* **WORK REQUIRED**
Repeat the data word for word, excluding every picture.

Excerpts from a dataset
################
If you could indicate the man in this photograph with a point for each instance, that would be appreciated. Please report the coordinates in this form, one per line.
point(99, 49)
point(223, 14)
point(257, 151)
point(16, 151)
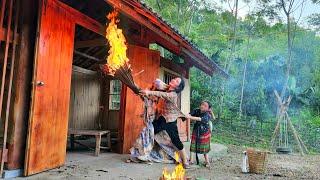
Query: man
point(168, 114)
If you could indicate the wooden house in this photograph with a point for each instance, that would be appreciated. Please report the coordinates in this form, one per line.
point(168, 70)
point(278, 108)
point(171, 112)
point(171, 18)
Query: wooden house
point(50, 51)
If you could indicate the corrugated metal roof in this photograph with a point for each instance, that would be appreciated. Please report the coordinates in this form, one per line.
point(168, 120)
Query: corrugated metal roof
point(216, 66)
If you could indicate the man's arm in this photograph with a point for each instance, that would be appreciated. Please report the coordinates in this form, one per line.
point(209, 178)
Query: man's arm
point(164, 95)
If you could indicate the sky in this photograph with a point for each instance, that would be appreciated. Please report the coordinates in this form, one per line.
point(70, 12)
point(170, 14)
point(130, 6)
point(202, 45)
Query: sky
point(308, 9)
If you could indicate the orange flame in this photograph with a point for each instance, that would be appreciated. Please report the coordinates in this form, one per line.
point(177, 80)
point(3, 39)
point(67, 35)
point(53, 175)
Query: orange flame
point(118, 48)
point(177, 174)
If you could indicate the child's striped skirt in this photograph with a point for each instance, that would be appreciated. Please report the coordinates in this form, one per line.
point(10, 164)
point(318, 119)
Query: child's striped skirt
point(203, 144)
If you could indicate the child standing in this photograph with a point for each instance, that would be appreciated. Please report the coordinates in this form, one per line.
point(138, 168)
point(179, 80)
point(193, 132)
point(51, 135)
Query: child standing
point(201, 134)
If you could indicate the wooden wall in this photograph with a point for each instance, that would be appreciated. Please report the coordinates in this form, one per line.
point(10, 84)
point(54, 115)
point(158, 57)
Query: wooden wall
point(84, 112)
point(132, 122)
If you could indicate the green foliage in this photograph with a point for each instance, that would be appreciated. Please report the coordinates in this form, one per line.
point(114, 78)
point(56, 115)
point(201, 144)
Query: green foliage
point(261, 47)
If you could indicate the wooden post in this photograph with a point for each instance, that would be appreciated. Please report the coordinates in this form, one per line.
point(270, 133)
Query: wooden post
point(4, 70)
point(21, 84)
################
* **RESULT OF THIS TASK**
If you could indicate the man in this photograph with a point for each instance, that would be appreciated. Please report the coordinates in this form, one per line.
point(99, 49)
point(223, 14)
point(257, 151)
point(16, 151)
Query: man
point(168, 114)
If you could indicate the wooden house in this photograph with a point for each instance, that would be appreciated. Please report the coordinates in this form, one per line.
point(168, 70)
point(278, 108)
point(171, 112)
point(171, 18)
Query: wooden house
point(50, 51)
If you could indicate the corrugated metal roof in this photograph with a point for each instance, that would be appreciated. Please report the coordinates in this form, one per line.
point(168, 120)
Query: corrugated metal roof
point(216, 66)
If you could indicate the man's arm in this photograph with a point for each instance, that would be appreciated. Please report the coordinates in this form, one per line.
point(209, 178)
Query: man's arm
point(164, 95)
If you could indicate the sky in this photograph with a point for each instance, that would be appreciated. Please report the coordinates in this form, one per line.
point(70, 12)
point(170, 14)
point(130, 6)
point(202, 45)
Query: sky
point(308, 9)
If you could indicate the orange flame in this photograph with a point for each instance, that would be appreciated. Please report the coordinates in this form, one per line.
point(177, 80)
point(3, 39)
point(67, 35)
point(53, 175)
Query: orange flame
point(118, 48)
point(177, 174)
If you could indicate the child's striped skirt in this photograph with a point for each instance, that would be appreciated. Please report the coordinates in this form, one per line.
point(10, 164)
point(318, 119)
Query: child's striped skirt
point(203, 144)
If you could indicate the child standing in this photograph with a point for each instance, that would be appreciated. Please report the coordinates in this form, one per line.
point(138, 168)
point(179, 80)
point(193, 132)
point(51, 135)
Query: child standing
point(201, 134)
If you could indicate the wooden wall in this photograph with a point for each instance, that would be appreciated. Please report the coordinates in this form, one per line.
point(10, 84)
point(54, 115)
point(158, 57)
Query: wooden wall
point(84, 112)
point(132, 122)
If you could indicate the green foliage in this photograph with a point for each instance, that would be appreciated. Please report the coordinates in this form, one per line.
point(114, 78)
point(56, 115)
point(201, 144)
Query: green foliage
point(261, 47)
If you could indicate the wooden post in this photograph with a point for each instance, that would be appreciated. Please report the coordinates in this form, one per line.
point(270, 133)
Query: wooden post
point(4, 70)
point(21, 84)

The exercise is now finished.